# [What the exercise asks]
Collect every line in the entries below that contains the string "building". Match case exactly.

A run of entries

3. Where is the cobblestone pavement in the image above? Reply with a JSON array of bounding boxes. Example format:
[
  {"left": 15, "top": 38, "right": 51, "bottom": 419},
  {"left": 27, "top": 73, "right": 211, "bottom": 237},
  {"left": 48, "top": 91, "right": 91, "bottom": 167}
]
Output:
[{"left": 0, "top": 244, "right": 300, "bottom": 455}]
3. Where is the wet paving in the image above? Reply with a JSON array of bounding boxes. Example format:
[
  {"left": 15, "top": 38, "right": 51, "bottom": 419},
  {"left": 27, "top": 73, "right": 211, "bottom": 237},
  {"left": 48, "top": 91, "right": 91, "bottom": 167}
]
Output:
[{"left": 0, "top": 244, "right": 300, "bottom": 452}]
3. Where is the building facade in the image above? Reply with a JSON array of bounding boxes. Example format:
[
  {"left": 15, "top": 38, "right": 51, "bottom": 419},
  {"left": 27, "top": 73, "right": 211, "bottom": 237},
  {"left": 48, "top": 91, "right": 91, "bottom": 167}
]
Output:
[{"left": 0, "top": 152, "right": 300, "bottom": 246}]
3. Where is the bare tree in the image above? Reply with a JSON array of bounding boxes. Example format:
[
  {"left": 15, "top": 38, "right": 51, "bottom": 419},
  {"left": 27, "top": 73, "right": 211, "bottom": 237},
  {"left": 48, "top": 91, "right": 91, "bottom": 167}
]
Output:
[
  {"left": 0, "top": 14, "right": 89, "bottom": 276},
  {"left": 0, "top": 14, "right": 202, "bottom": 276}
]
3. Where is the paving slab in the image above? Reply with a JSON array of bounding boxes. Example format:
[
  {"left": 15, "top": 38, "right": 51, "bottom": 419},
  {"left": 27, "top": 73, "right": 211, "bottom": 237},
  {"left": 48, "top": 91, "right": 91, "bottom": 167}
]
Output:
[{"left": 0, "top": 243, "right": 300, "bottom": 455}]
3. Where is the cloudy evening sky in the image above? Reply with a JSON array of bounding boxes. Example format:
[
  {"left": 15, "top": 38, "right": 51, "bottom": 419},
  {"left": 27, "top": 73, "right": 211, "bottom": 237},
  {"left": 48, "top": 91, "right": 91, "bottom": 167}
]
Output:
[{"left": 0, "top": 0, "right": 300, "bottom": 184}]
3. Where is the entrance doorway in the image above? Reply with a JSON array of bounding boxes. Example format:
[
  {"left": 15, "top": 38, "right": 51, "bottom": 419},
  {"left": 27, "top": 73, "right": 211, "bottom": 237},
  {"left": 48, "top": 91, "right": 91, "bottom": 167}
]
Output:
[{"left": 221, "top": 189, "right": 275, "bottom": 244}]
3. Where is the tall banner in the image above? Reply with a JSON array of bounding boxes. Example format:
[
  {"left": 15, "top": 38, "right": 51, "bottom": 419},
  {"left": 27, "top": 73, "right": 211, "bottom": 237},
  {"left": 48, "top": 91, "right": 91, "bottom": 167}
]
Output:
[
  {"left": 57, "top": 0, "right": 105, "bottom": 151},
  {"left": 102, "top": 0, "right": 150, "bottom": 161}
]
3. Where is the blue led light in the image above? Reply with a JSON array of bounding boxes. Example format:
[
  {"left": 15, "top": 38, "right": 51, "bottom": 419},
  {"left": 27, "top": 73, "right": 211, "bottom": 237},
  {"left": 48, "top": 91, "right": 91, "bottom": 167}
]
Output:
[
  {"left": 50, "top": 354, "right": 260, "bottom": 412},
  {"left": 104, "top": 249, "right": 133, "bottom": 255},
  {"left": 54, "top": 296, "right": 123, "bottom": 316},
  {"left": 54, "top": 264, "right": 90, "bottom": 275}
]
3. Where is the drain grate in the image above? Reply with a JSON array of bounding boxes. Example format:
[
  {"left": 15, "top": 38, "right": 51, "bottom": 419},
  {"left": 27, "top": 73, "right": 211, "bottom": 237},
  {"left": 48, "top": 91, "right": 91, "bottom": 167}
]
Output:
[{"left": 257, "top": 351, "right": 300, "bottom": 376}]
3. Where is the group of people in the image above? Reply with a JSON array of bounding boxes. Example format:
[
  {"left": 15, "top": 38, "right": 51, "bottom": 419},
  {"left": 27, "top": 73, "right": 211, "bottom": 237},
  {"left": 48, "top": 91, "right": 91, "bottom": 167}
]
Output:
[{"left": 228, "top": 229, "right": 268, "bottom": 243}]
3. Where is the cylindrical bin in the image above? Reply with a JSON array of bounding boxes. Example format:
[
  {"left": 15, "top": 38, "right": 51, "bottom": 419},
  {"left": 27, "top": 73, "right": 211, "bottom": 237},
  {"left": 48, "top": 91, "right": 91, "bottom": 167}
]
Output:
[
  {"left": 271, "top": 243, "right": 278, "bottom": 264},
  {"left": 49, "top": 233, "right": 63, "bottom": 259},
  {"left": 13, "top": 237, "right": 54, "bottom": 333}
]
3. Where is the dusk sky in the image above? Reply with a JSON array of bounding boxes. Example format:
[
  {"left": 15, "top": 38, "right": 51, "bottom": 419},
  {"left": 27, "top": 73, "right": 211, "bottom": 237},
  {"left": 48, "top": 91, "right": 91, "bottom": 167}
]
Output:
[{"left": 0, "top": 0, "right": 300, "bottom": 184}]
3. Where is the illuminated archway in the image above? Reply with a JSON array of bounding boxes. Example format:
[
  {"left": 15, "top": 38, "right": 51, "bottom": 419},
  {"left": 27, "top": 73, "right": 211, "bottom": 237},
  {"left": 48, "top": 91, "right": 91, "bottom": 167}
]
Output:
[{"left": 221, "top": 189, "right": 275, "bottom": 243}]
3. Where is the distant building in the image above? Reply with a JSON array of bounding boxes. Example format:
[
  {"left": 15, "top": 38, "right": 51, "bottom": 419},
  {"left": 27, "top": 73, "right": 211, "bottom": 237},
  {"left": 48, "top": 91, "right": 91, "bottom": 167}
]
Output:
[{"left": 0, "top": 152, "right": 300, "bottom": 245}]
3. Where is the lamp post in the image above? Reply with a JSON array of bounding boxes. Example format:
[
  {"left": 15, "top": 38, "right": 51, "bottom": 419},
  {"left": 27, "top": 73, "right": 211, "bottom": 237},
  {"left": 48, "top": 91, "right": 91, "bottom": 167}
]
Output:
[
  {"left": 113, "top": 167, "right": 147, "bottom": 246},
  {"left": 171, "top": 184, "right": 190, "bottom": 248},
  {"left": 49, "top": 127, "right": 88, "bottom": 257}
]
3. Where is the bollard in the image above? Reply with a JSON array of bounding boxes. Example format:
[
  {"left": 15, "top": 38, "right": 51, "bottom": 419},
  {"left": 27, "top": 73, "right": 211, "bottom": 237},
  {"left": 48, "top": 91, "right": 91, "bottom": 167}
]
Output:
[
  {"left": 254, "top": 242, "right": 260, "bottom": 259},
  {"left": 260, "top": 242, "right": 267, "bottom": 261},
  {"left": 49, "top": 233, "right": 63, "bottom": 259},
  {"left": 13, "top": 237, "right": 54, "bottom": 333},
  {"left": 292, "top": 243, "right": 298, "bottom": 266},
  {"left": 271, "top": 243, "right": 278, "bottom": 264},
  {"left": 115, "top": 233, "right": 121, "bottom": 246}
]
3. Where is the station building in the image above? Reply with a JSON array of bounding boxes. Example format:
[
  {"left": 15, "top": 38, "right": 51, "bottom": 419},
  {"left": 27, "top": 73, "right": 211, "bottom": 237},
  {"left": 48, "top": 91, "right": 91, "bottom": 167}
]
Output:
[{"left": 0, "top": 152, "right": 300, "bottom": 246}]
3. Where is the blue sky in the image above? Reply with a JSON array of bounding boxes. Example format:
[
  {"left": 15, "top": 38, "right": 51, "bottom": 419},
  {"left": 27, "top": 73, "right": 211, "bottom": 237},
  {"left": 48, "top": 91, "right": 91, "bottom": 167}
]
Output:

# [Finished exercise]
3. Where is the building facade in the image above? Reply with a JSON array of bounding boxes. Example format:
3. Where is the distant building in the image above? Reply with a JSON array of bounding boxes. Example format:
3. Where is the station building in the image above? Reply with a JSON array of bounding boxes. Example format:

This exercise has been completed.